== Your objective ==
Everything from the line containing "the white wall" to the final line of the records below should be given again exactly, and nothing else.

== Material for this exercise ==
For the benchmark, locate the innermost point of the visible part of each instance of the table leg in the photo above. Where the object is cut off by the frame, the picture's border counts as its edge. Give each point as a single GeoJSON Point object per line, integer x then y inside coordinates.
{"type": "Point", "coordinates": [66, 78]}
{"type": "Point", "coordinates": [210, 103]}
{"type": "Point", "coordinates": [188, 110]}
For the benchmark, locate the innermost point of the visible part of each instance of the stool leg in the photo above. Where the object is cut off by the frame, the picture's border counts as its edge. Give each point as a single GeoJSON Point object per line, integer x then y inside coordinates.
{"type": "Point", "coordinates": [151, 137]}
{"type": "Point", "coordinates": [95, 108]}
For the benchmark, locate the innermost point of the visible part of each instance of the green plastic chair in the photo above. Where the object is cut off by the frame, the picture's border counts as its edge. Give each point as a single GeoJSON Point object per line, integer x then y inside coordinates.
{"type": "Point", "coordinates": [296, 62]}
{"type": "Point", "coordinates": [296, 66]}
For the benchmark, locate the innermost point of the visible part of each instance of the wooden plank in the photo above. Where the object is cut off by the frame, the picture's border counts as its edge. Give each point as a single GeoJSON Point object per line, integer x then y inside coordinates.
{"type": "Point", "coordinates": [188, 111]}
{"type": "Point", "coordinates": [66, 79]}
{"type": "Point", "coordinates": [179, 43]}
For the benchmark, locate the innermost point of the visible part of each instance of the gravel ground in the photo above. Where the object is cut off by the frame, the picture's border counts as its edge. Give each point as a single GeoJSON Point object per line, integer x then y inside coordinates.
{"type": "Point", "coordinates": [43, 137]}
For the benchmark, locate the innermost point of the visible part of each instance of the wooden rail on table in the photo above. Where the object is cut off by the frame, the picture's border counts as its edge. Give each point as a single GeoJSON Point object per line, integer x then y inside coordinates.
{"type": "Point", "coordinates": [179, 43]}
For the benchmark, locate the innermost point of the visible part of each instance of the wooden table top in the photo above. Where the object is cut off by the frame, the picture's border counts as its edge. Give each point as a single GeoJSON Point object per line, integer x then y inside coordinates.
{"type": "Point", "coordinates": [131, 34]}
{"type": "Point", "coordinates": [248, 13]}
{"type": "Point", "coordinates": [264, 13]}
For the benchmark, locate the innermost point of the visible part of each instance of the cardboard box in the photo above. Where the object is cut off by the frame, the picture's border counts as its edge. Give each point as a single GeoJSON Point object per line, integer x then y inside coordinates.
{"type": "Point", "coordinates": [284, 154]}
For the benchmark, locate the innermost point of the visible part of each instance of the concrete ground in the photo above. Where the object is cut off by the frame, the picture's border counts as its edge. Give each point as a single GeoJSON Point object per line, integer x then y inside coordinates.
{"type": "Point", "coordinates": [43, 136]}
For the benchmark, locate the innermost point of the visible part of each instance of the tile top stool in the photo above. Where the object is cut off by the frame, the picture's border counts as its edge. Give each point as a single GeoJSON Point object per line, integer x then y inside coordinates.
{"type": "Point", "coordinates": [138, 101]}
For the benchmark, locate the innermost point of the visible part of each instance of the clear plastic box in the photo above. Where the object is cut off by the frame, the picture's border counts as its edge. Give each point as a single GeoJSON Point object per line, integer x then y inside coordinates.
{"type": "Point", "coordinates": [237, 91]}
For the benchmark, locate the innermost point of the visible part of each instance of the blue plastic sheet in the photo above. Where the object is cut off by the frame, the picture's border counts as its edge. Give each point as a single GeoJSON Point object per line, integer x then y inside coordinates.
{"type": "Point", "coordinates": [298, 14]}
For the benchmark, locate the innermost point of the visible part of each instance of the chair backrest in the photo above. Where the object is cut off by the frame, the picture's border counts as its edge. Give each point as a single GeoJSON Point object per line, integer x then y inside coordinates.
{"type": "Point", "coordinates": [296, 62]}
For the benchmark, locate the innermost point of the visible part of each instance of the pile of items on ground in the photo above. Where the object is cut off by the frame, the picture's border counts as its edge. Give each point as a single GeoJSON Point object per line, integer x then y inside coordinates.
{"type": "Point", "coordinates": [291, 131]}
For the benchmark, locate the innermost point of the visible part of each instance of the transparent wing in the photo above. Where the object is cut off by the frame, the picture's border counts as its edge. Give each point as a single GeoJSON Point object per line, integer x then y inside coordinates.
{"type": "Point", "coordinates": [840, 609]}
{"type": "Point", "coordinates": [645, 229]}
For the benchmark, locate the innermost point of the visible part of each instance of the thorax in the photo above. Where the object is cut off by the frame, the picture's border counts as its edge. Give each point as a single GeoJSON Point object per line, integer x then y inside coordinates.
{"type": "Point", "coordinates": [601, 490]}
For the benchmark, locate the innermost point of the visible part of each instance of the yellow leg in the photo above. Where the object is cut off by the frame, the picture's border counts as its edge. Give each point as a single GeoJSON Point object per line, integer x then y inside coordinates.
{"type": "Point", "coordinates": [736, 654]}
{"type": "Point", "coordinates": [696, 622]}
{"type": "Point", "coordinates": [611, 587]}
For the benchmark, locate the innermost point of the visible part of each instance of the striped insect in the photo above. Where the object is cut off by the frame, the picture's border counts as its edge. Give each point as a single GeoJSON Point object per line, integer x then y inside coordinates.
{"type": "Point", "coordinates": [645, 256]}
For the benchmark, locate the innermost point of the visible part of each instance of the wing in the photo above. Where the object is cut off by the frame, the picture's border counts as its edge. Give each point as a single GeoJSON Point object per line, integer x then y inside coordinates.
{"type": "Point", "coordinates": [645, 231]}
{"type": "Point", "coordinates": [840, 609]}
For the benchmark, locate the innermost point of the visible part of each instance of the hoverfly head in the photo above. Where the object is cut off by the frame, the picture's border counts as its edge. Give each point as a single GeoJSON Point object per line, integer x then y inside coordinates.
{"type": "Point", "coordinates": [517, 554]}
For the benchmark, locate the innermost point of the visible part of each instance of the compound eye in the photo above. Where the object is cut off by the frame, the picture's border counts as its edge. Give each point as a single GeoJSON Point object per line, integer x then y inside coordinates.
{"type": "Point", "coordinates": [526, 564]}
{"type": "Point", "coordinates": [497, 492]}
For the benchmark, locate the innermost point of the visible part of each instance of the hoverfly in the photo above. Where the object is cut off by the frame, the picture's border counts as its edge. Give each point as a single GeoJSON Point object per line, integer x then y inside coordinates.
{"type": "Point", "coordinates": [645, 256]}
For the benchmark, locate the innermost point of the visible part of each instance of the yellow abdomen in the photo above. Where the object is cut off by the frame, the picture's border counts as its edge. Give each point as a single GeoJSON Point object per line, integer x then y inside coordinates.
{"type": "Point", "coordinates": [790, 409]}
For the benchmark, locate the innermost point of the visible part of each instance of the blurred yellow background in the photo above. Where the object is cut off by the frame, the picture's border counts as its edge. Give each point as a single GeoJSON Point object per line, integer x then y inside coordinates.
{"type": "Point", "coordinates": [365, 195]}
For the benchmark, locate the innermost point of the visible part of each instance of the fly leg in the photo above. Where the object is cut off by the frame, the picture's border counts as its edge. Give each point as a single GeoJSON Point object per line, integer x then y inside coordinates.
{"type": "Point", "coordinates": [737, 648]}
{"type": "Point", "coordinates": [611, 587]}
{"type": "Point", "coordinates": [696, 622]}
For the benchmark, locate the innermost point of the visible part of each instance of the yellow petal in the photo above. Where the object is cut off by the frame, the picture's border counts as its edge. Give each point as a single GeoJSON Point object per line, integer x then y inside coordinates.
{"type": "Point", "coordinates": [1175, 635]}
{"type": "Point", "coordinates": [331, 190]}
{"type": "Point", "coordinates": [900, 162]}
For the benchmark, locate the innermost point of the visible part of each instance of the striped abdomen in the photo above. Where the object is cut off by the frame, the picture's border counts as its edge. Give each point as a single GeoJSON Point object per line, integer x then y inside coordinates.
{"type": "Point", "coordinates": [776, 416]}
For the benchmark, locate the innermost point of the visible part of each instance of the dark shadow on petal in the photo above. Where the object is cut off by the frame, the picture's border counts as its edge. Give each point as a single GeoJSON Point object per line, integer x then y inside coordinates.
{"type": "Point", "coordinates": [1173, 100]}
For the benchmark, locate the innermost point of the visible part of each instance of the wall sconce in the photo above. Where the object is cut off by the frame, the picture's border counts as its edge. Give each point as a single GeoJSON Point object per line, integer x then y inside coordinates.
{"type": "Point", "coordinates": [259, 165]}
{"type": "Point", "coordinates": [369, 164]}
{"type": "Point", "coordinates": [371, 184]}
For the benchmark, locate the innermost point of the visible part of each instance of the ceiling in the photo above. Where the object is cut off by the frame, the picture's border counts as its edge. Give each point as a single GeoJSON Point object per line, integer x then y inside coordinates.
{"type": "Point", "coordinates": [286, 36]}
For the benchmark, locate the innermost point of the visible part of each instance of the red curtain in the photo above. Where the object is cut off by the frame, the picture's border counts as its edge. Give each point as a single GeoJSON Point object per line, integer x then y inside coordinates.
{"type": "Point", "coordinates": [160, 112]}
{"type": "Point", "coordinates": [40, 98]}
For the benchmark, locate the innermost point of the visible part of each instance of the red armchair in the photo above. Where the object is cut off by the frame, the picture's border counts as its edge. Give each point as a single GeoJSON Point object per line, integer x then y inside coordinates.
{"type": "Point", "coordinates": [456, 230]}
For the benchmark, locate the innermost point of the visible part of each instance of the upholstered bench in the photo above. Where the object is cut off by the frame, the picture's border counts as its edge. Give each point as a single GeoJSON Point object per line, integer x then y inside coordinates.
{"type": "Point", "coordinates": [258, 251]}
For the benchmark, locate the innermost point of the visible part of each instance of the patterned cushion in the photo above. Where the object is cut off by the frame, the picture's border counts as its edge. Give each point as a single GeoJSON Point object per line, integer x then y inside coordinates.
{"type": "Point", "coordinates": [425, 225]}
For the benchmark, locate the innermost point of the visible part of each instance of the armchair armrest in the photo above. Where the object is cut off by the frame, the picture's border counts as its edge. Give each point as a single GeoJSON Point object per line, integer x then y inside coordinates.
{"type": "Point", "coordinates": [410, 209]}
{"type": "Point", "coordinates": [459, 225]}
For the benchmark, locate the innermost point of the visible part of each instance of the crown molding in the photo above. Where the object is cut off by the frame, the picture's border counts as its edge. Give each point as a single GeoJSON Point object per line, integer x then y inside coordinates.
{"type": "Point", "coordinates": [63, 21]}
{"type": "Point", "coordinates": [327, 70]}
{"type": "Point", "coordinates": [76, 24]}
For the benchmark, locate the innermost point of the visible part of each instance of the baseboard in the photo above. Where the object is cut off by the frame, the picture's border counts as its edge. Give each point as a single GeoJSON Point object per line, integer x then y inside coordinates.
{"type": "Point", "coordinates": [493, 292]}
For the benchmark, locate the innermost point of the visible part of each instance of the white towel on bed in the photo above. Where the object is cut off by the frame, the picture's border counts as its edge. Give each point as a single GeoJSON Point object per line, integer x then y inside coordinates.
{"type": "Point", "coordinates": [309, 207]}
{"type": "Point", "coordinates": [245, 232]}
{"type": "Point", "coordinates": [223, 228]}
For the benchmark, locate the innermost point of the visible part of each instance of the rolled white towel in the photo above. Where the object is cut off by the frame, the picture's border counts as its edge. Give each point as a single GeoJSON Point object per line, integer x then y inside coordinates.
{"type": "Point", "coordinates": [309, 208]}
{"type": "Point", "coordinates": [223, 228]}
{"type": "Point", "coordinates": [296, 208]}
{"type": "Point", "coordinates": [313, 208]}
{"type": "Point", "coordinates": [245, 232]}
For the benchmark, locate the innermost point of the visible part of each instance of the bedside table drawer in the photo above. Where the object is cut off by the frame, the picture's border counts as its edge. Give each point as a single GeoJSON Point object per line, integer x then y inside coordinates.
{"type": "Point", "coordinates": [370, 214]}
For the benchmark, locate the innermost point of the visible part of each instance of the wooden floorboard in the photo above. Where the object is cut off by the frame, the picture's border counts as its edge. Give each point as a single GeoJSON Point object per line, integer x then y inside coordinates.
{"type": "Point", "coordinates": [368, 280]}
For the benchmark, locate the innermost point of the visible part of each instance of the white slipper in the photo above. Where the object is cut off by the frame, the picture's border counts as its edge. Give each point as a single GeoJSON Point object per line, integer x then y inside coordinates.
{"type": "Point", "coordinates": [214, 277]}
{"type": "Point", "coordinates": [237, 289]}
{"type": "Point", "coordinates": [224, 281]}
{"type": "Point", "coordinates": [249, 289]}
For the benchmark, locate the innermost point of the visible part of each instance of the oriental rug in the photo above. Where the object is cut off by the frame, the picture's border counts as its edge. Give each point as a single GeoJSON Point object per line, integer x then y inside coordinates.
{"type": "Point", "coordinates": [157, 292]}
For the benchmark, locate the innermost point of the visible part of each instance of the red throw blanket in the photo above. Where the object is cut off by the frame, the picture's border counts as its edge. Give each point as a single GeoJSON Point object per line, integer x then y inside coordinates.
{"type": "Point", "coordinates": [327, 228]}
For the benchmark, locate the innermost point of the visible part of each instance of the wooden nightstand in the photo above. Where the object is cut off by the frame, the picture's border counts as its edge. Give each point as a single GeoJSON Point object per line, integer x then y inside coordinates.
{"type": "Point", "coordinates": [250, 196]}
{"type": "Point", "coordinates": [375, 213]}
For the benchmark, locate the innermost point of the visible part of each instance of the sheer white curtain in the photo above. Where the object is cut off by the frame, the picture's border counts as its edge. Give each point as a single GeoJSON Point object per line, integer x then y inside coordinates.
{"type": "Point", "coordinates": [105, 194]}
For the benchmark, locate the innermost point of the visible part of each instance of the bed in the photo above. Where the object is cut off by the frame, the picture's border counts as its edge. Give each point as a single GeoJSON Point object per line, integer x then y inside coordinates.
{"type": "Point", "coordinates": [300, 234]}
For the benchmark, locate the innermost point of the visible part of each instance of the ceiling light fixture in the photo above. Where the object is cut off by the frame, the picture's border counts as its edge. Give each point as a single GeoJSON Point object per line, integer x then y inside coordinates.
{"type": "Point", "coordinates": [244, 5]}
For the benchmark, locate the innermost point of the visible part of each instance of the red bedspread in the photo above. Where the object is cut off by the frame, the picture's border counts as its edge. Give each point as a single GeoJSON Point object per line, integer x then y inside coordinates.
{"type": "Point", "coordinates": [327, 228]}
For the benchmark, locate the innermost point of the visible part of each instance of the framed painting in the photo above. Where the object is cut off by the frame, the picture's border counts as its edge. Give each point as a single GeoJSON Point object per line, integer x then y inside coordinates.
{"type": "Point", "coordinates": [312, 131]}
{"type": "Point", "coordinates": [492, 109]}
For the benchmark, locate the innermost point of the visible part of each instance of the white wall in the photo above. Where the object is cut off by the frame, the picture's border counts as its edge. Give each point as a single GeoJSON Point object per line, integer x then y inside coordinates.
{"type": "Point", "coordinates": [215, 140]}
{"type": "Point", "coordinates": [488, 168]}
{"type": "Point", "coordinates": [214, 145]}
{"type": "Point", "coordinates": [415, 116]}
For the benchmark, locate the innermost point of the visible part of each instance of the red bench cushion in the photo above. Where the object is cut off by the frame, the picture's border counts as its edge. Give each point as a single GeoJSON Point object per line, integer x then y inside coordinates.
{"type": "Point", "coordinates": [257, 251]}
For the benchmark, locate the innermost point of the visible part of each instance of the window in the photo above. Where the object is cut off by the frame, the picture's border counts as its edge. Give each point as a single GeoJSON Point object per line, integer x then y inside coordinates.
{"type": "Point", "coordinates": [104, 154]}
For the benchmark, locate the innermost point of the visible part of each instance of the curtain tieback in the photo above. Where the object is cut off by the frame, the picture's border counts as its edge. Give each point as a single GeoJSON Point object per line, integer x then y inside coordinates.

== Complete output ==
For the benchmark, locate the innermost point of the visible part of each instance of the white wall in the photo above. Where the object is cut off by the frame, the picture's border counts as its edge. Give each point as a single GeoJSON Point object per line, integer x then y inside coordinates.
{"type": "Point", "coordinates": [215, 140]}
{"type": "Point", "coordinates": [488, 168]}
{"type": "Point", "coordinates": [214, 145]}
{"type": "Point", "coordinates": [415, 116]}
For the benchmark, locate the innermost point of the visible part of each instance of the red bench cushion in the photo above. Where the object is cut off by the frame, the picture's border counts as its edge. Give each point as a single GeoJSON Point object per line, integer x then y inside coordinates.
{"type": "Point", "coordinates": [257, 251]}
For the benchmark, locate the innermost point of the visible part of each instance of the window in the photo above. Where the object is cut off by the frame, the picture's border counts as its edge. Give each point as a single GeoJSON Point object per line, integer x then y inside coordinates.
{"type": "Point", "coordinates": [104, 154]}
For the benchmark, locate the innermost point of the visible part of each instance of the curtain tieback in the photo above. Where the object is cut off by the frame, the picture's border counts as its edge. Give each point as a single GeoJSON Point object per line, integer x then y inside coordinates.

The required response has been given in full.